§ **Stated exercise**:
Set down exactly, and only, the lines from the one with "Where can you see the white" to the final line of the entries, both included.

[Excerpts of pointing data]
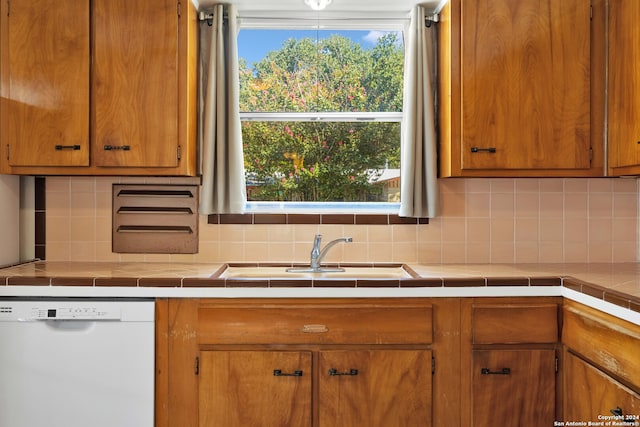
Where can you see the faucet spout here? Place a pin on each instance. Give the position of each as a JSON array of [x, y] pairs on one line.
[[318, 255]]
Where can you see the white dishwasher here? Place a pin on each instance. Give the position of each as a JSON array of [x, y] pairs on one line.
[[77, 363]]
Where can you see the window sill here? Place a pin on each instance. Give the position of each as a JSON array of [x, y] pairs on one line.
[[317, 213]]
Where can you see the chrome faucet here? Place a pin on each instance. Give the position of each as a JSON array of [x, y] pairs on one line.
[[318, 255]]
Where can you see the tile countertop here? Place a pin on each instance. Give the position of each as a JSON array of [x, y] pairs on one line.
[[614, 288]]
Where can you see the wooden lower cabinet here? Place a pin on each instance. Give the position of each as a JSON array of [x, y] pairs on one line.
[[275, 388], [375, 388], [513, 388], [255, 388], [591, 394]]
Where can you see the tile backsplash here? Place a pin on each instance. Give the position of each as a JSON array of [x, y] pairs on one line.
[[497, 220]]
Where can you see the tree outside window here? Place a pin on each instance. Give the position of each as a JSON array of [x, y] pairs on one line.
[[321, 119]]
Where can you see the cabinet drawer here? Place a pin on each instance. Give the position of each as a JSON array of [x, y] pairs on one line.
[[513, 324], [303, 324]]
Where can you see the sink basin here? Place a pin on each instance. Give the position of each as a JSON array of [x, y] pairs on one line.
[[301, 272]]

§ **Reply**:
Where can you see the white dishwasher here? Place a pin on each instance. Give the position of each as a JSON array of [x, y] pairs on one line.
[[77, 363]]
Where can you see the window sill here? Place a pin on each instance. Give the position of each as a JSON array of [x, y] pairs on one line.
[[317, 213]]
Where can you see the chrome faucet here? Place a pin on each instance. Give the position of each as a JSON array of [x, y] pairs on one line.
[[318, 255]]
Where can you see the tile countertop here? Place a pin on each instance. Give the position of each as a JSON array of [x, y] pairs on one line.
[[614, 288]]
Where can you see the wooden lower cabinet here? Place a pin on each instance. Give the position of each as a JSON array of [x, y] pairs on one line.
[[275, 388], [375, 388], [513, 388], [255, 388], [591, 394]]
Where can you see the tile backsplash here? Place a pin on each instance. Give the position of each as a JSON array of [x, y] pairs on one line.
[[497, 220]]
Where can you see the tree outside window here? Place a pin on each instance. Give the position of each as a JSON array of [x, y] pairs on one line.
[[321, 119]]
Where can you see the cabinet drawer here? Place a pin on each instance. Give the position of each as a JSON array of [x, y] pairs on one line.
[[513, 324], [303, 324]]
Where can you see the sink basin here? Place a pin on each instance. Give the position of each as a JSON array of [x, y] pairs on one line.
[[301, 272]]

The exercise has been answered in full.